### ASSIGNED TASK 1
According to the Chevron deference primer, how many applications were in the backlog?
### ASSIGNED TASK 2
Condense the paragraph of the Chevron deference primer that begins "In Part I – Introduction" into one or two sentences, keeping its main facts.
### ASSIGNED TASK 3
Extend the Chevron deference primer by writing what comes after its final sentence.

### TEXT SECTION
○ ○ ○ ○ ○
No More "Chevron Deference": A Primer for Nonprofits
12.19.2024 | Linda J. Rosenthal, JD
The July 3, 2022, headline was an attention grabber if ever there was one: 76 Fake Charities Shared a Mailbox. The I.R.S. Approved Them All.
The details of this story, explained by Pulitzer-Prize-winning investigative reporter, David A. Farenthold and his team at the New York Times, may have shocked most readers. It certainly alarmed members of Congress enough to demand some answers. See Letter to IRS Commissioner from Chair of House Oversight Subcommittee About IRS Processing of 501(c)(3) Exemption Applications (July 20, 2022).
But it was not exactly a surprise to those in and around the nonprofit sector.
Ten years ago, on July 1, 2014, against the advice of almost everyone, the Internal Revenue Service presented a “cure” that had the potential of becoming almost worse than the disease then plaguing the Exempt Organizations Division.
In Part I – Introduction of our 3-part series in September 2014 titled Is The New Form 1023-EZ Too Easy?, we summarized the huge problem facing the already beleaguered officials of the TE/GE Division responsible for issuing or denying federal tax exemptions. For several years, “the tax agency had been deluged with a flood of new applications” for “charitable” approval under Internal Revenue Code section 501(c)(3).
“At the same time, the budget had been slashed. More work and fewer people to do it: The approval process sputtered and stalled to the point where a 12- to 18-month timeframe was not uncommon along with a backlog of over 60,000 applications….”
“Combine this quagmire with the complexity of the Form 1023” which had been in use for many decades. “Over the years, it had ballooned into a behemoth well beyond the comprehension of most ordinary mortals. Some serious action was needed.”
○ ○ ○ ○ ○
Stored items from a collection

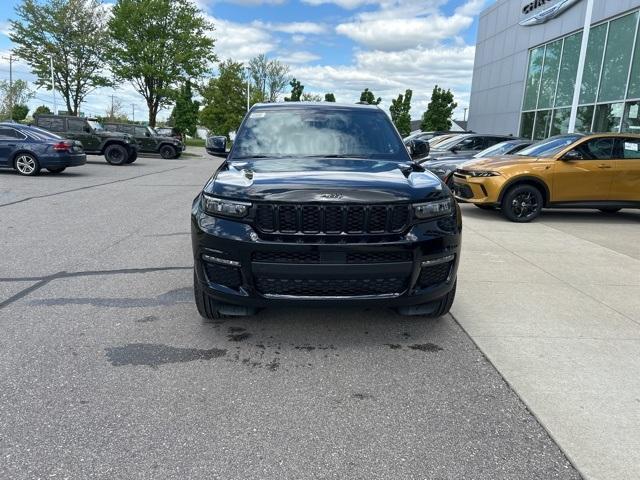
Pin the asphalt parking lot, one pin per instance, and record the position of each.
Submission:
(107, 371)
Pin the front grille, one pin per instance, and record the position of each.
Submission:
(286, 257)
(434, 274)
(379, 257)
(339, 287)
(223, 275)
(332, 219)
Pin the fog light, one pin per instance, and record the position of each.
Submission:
(220, 261)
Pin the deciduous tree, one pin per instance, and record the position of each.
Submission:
(224, 99)
(368, 97)
(296, 91)
(439, 111)
(400, 112)
(156, 45)
(71, 32)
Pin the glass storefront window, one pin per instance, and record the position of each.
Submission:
(584, 118)
(568, 70)
(526, 124)
(542, 124)
(549, 74)
(560, 122)
(617, 59)
(593, 62)
(534, 72)
(634, 81)
(608, 117)
(631, 119)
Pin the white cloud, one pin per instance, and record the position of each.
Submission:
(403, 33)
(298, 57)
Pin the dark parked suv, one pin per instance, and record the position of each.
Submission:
(321, 204)
(148, 140)
(117, 148)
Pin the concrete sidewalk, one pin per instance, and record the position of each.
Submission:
(555, 306)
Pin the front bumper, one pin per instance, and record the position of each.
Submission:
(243, 269)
○ ○ ○ ○ ○
### EXERCISE RESULT 1
Over 60,000 applications.

### EXERCISE RESULT 2
Part I of a three-part series from September 2014, titled Is The New Form 1023-EZ Too Easy?, summarized the large problem facing the TE/GE Division officials who issue or deny federal tax exemptions. For several years, the agency had been flooded with new applications for charitable approval under Internal Revenue Code section 501(c)(3).

### EXERCISE RESULT 3
Among the proposals considered to unclog the enormous backlog of unprocessed tax-exemption applications, federal tax officials chose to go with a much-simplified application form and approval process for smaller organizations; that is, those that anticipate gross receipts of no more than $50,000 a year. “Many experts and observers had long believed that the standard 1023 – a 26-page monster – is a bit too complex for the considerable crop of smaller organizations that regularly seek the IRS stamp of approval. A condensed version might be a good idea, these commentators agreed, but the solution that Treasury officials approved – the 3-page Form 1023-EZ with attestations only and no supporting documentation – went too far in the opposite direction.” See Part II – What the Experts Think and Part III – The Applicant’s Decision of our reporting in 2014 as the situation opened.
Before long, it became clear – as the CEO of the National Council of Nonprofits(NCN) put it – that getting a federal tax exemption had become “…easier … than getting a library card.” See, for instance, some of our real-time coverage as the exemption-application crisis further developed:
Through the past decade, there have been a few small tweaks here and there to the Form 1023-EZ. But that was far short of the louder and louder calls – “from inside the house” so to speak – to fix it.
For instance, the Taxpayer Advocate Service (TAS), “an independent organization within the IRS,” had conducted studies and undercover operations over several years to test whether fake charities could make it through the EO screening process. (The answer: Yes.)
In its annual reports to Congress, the TAS pulled no punches. See, for example, the 2017 Report with its “Most Serious Problems” list. Winning the #5 spot was this tax-exemption procedure mess:
“Form 1023-EZ, Adopted to Reduce Form 1023 Processing Times, Increasingly Results in Tax Exempt Status for Unqualified Organizations, While Form 1023 Processing Times Increase.”
The 9-page discussion by the TAS of MSP # 5 was a stinging indictment of why the Form 1023-EZ “cure” is worse than the disease. See, particularly, the final paragraphs, beginning: “As the National Taxpayer Advocate has always maintained, Form 1023-EZ does not elicit enough information from applicants to allow the IRS to determine whether they qualify for IRC § 501(c)(3) status, yet approval of a Form 1023-EZ application is virtually guaranteed.”
The critique continued: “Consequently, the IRS continues to erroneously approve Form 1023-EZ applications at an unacceptably high rate. The damage to the integrity of the tax-exempt sector caused by recognizing organizations as exempt under IRC § 501(c)(3) when they do not meet the basic requirements for that status outweighs the benefit of reduced Form 1023 cycle time. Moreover, because Form 1023 cycle time has now begun to rise, any such benefit may have been temporary.”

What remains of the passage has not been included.